課題 A — 次の三つの記述 (i)(ii)(iii) が本文と一致するかどうかを判断せよ。それぞれ「はい」か「いいえ」で答え、決め手となる本文の語句をそのまま引用すること。(i) カッシーラーはハイデルベルク大学で学んだ。(ii) カッシーラーは1919年にベルリン大学の哲学教授に就任した。(iii) カッシーラーは政治的にドイツ民主党を支持していた。
課題 B — 本文によると、教授資格を取得した著作の第4巻は何年に刊行されたか。
課題 C — 本文のうち、「カッシーラーは、啓蒙主義の理」から「対する新たな視点を提供した。」までの部分を書き写してください。

本文 —
1. 概要
エルンスト・カッシーラー(Ernst Cassirerドイツ語、1874年 - 1945年)は、20世紀前半のドイツを代表するユダヤ系の哲学者、思想史家である。マールブルク新カント学派の流れを汲みながらも、師であるヘルマン・コーエンの哲学を独自の「文化の哲学」へと拡張した。彼は、人間の本質を「象徴を操る動物 (symbolic animal)」と捉え、言語、神話、宗教、科学といった多様な「シンボル形式」を通じて世界を構築し、意味を与えるという壮大な哲学体系を築き上げた。
カッシーラーは、啓蒙主義の理想と自由民主主義の強力な擁護者としても知られる。特に、ナチズムの台頭という困難な時代において、理性と普遍的価値の重要性を訴え、全体主義的な思想がはらむ危険性を鋭く批判した。彼の最後の著作である『国家の神話』は、神話の非合理的な力が国家に及ぼす影響を分析し、全体主義を根源から批判した、彼の政治哲学における重要な貢献である。カッシーラーの思想は、その後の人文科学や社会科学に広範な影響を与え、文化の理解に対する新たな視点を提供した。
2. 生涯
エルンスト・カッシーラーは、ユダヤ系ドイツ人として激動の時代を生き、その思想は彼自身の経験と深く結びついている。
2.1. 初期と教育
カッシーラーは1874年7月28日に、ドイツのシュレージエン地方ブレスラウ(現在のポーランド、ヴロツワフ)のユダヤ系家庭に生まれた。ブレスラウのヨハネスギムナジウムを卒業した後、法学、ドイツ文献学、現代文学史、哲学、心理学など幅広い分野を学んだ。ベルリン大学、ライプツィヒ大学、ハイデルベルク大学、ルートヴィヒ・マクシミリアン大学ミュンヘンなど様々な大学で知見を深め、1896年からはマールブルク大学でヘルマン・コーエンとパウル・ナトルプのもとで哲学を、フリードリヒ・ショットキーのもとで数学を学んだ。
1899年には、ルネ・デカルトの数学的・自然科学的知識の分析に関する論文「Descartes' Kritik der mathematischen und naturwissenschaftlichen Erkenntnisデカルトの数学的・自然科学的認識批判ドイツ語」で博士号を取得した。その後、ベルリン大学で研究を続け、1906年には「Das Erkenntnisproblem in der Philosophie und Wissenschaft der neueren Zeit: Erster Band近代哲学と科学における認識問題:第1巻ドイツ語」で教授資格(ハビリタツィオン)を取得した。この著作の第2巻は1907年、第3巻は1920年、第4巻は1957年に刊行されている。
2.2. ドイツでの学術活動
ベルリン大学で長年私講師(Privatdozentドイツ語)を務めた後、1919年に新設されたハンブルク大学の哲学教授に就任し、1933年まで教鞭を執った。この時期、ヨアヒム・リッターやレオ・シュトラウスの博士論文の指導を行うなど、多くの学生を育成した。政治的には、自由主義政党であるドイツ民主党(DDP)を支持していた。

記録情報 —
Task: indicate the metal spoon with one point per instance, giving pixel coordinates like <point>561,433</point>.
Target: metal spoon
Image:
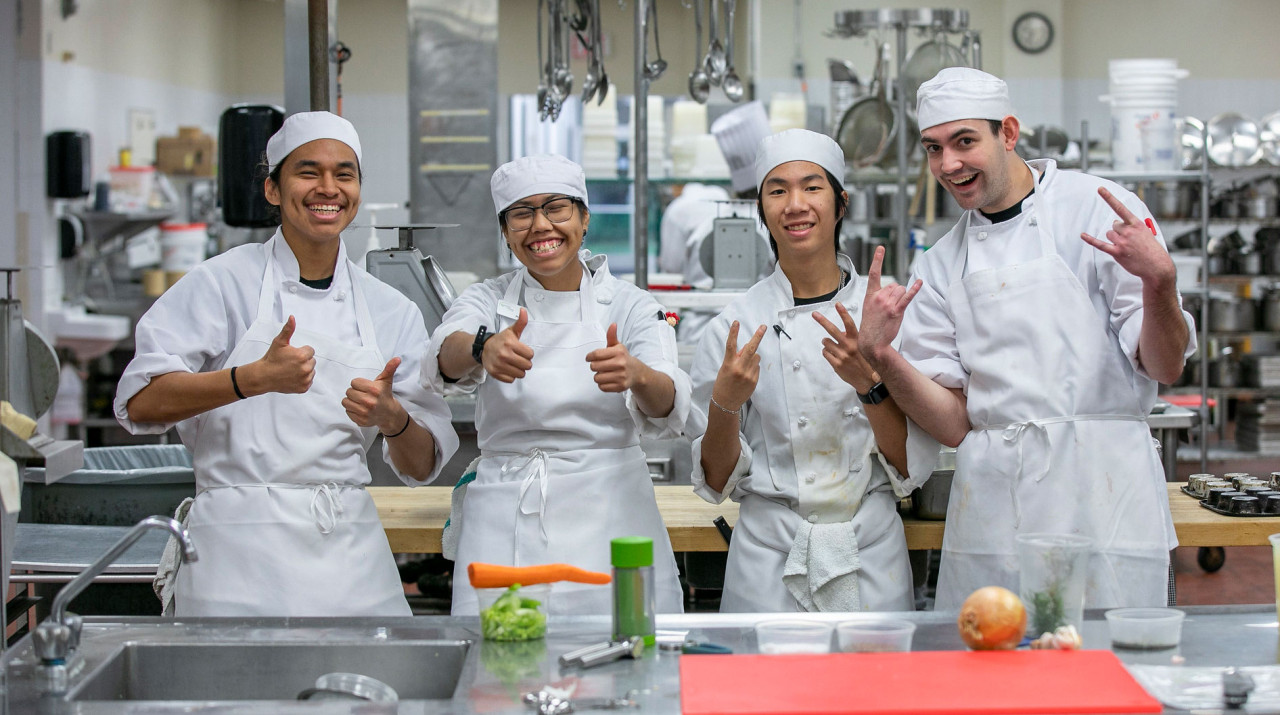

回答 A —
(i) はい。「ベルリン大学、ライプツィヒ大学、ハイデルベルク大学、ルートヴィヒ・マクシミリアン大学ミュンヘンなど様々な大学で知見を深め」
(ii) いいえ。「1919年に新設されたハンブルク大学の哲学教授に就任し」
(iii) はい。「自由主義政党であるドイツ民主党(DDP)を支持していた」

回答 B — 1957年。

回答 C —
カッシーラーは、啓蒙主義の理想と自由民主主義の強力な擁護者としても知られる。特に、ナチズムの台頭という困難な時代において、理性と普遍的価値の重要性を訴え、全体主義的な思想がはらむ危険性を鋭く批判した。彼の最後の著作である『国家の神話』は、神話の非合理的な力が国家に及ぼす影響を分析し、全体主義を根源から批判した、彼の政治哲学における重要な貢献である。カッシーラーの思想は、その後の人文科学や社会科学に広範な影響を与え、文化の理解に対する新たな視点を提供した。